-- start of Data for the task --

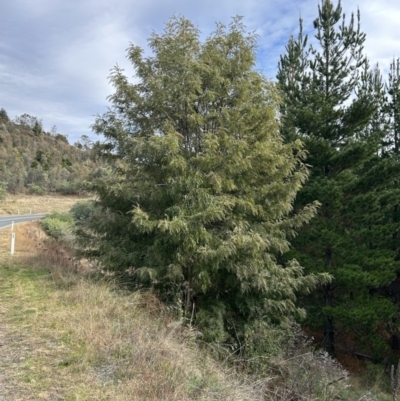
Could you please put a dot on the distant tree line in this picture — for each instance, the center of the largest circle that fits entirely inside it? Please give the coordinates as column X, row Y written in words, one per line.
column 36, row 162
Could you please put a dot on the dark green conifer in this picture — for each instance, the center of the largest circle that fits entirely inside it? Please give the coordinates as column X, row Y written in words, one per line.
column 331, row 98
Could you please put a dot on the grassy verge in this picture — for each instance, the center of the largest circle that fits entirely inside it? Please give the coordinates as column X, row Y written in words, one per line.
column 66, row 338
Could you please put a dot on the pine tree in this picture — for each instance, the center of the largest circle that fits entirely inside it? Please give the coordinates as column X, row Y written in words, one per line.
column 331, row 98
column 197, row 202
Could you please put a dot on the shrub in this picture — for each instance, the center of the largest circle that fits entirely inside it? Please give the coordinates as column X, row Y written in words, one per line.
column 35, row 190
column 57, row 225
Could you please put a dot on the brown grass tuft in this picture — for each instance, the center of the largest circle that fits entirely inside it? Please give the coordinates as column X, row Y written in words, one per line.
column 66, row 338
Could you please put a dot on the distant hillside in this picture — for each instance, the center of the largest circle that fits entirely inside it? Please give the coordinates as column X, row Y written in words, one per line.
column 35, row 161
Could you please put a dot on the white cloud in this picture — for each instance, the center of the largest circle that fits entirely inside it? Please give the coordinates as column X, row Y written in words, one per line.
column 56, row 55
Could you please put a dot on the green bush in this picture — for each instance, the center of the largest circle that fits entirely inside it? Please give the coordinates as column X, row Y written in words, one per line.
column 82, row 211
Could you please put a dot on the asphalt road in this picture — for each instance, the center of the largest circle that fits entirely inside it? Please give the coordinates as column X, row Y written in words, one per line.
column 6, row 221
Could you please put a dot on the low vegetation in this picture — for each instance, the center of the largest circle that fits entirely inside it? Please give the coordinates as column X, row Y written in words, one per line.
column 70, row 333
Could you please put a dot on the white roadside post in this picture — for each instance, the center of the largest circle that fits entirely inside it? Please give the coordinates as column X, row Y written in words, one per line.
column 12, row 243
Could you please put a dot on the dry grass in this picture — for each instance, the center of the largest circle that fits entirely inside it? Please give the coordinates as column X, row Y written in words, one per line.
column 37, row 204
column 65, row 338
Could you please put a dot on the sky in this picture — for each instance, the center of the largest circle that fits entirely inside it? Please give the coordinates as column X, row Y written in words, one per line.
column 56, row 55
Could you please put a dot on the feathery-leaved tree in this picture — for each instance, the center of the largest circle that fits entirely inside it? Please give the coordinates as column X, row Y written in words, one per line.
column 198, row 200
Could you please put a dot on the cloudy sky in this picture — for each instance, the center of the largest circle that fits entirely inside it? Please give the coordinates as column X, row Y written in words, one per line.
column 56, row 55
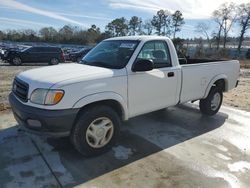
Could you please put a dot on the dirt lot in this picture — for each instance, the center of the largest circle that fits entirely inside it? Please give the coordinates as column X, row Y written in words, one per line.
column 237, row 98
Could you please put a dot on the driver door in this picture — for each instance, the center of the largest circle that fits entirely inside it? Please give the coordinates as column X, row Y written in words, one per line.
column 156, row 89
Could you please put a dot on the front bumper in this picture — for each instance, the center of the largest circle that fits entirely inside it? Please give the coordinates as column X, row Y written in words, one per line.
column 55, row 123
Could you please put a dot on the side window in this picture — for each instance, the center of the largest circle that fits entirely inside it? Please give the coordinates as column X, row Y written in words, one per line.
column 33, row 49
column 156, row 51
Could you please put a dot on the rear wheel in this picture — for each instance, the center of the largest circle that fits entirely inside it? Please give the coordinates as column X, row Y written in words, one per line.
column 54, row 61
column 96, row 130
column 16, row 61
column 211, row 104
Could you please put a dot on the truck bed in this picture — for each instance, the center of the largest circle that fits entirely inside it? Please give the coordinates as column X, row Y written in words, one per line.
column 188, row 61
column 198, row 74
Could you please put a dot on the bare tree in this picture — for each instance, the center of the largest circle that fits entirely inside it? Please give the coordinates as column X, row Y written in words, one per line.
column 177, row 22
column 134, row 25
column 203, row 29
column 148, row 27
column 225, row 17
column 243, row 19
column 161, row 21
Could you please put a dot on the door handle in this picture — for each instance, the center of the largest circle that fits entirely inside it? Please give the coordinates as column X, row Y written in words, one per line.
column 171, row 74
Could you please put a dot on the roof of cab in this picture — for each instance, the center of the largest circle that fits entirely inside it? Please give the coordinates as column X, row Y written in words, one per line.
column 139, row 38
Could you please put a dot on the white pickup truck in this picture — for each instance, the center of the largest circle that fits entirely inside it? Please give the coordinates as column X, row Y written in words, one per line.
column 120, row 78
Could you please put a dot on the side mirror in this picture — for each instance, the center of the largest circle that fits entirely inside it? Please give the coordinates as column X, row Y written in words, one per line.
column 143, row 65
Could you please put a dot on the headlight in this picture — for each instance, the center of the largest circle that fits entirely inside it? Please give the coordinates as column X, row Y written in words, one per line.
column 46, row 96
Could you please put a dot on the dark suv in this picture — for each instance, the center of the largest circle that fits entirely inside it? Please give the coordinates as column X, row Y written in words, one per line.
column 51, row 55
column 77, row 56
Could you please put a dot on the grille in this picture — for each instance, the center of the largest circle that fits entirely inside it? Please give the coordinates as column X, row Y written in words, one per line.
column 20, row 89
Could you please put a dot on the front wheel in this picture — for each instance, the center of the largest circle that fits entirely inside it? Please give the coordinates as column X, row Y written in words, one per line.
column 211, row 105
column 96, row 130
column 16, row 61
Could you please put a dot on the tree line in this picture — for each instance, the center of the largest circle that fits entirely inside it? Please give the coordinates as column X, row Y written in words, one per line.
column 225, row 17
column 164, row 23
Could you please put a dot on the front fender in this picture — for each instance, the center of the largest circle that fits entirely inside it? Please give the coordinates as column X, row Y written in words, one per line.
column 216, row 78
column 101, row 97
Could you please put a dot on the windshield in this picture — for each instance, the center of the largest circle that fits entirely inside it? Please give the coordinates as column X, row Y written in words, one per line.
column 113, row 54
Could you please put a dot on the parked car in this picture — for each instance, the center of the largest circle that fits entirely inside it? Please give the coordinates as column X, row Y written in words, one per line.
column 77, row 56
column 119, row 79
column 51, row 55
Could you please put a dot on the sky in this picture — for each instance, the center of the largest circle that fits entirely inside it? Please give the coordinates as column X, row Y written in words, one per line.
column 35, row 14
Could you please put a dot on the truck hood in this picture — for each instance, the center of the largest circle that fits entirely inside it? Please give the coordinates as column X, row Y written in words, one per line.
column 46, row 77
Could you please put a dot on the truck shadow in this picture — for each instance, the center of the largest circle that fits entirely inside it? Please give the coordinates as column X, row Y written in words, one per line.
column 140, row 137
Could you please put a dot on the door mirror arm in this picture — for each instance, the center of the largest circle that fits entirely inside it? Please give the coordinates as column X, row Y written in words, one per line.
column 143, row 65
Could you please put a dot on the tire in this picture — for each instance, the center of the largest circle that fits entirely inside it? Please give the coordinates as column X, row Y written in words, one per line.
column 211, row 105
column 54, row 61
column 92, row 135
column 16, row 61
column 78, row 59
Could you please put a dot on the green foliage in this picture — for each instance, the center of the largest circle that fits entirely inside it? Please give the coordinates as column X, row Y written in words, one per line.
column 161, row 22
column 248, row 54
column 179, row 46
column 177, row 21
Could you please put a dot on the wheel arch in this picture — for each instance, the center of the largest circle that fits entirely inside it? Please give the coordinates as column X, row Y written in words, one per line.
column 111, row 99
column 219, row 80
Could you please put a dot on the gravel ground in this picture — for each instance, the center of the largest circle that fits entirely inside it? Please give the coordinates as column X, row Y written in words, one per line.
column 238, row 98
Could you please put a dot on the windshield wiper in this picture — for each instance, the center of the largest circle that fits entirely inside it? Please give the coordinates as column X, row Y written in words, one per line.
column 98, row 64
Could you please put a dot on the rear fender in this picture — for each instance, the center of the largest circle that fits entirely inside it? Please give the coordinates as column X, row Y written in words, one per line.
column 216, row 78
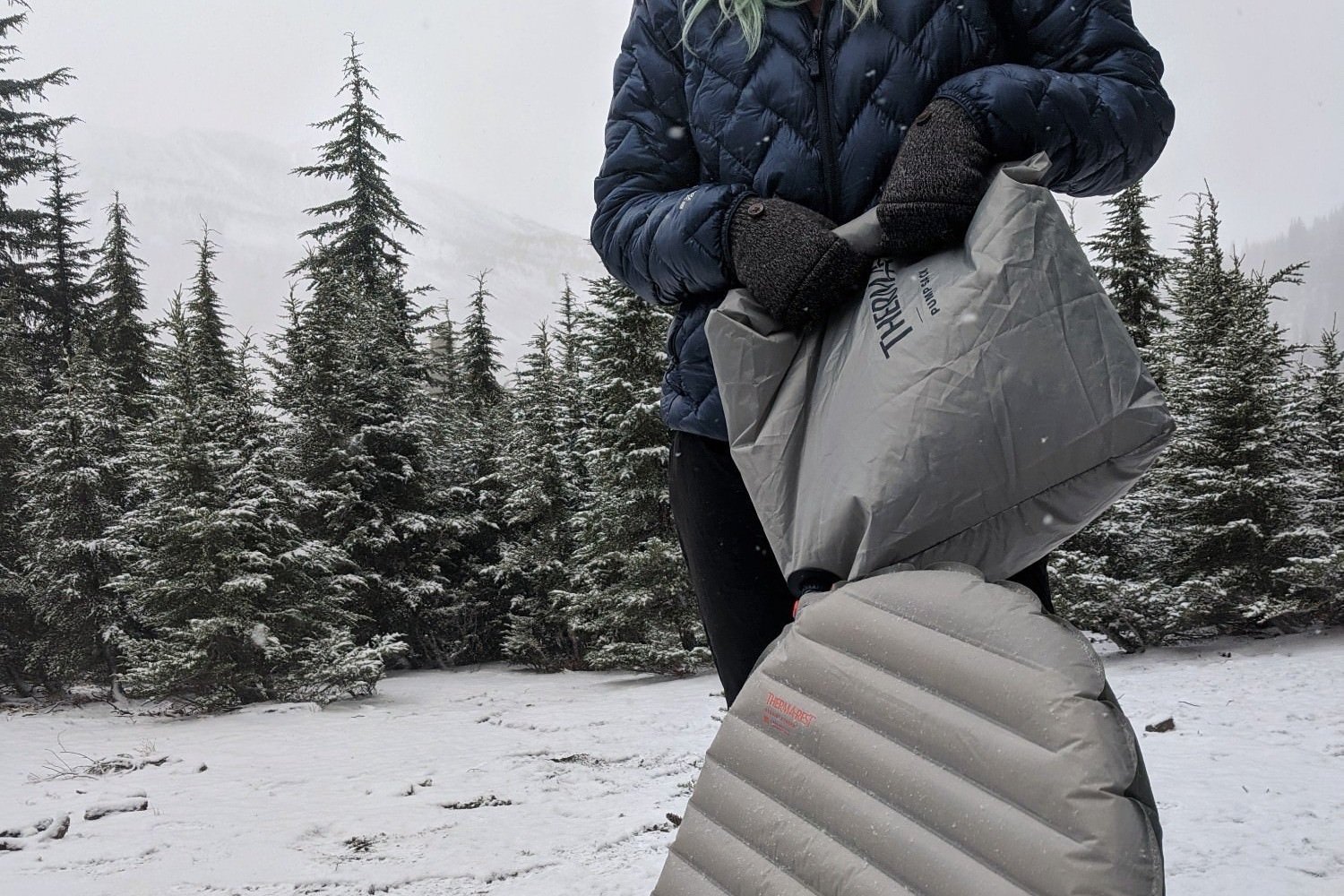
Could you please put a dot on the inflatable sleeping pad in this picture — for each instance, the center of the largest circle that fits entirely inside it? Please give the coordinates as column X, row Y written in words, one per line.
column 922, row 732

-- end of Data for the task --

What this task involves
Write out word for word the lines in the listing, starting with the line that contains "Could you please put a dot on the white roadside" and going on through the line that contains "column 12, row 243".

Answer to the task
Could you please put a dot on the white roadside post in this picture — for each instance, the center of the largest circle that fits entirely inside it? Please give the coordinates as column X, row Y written in words, one per line.
column 12, row 243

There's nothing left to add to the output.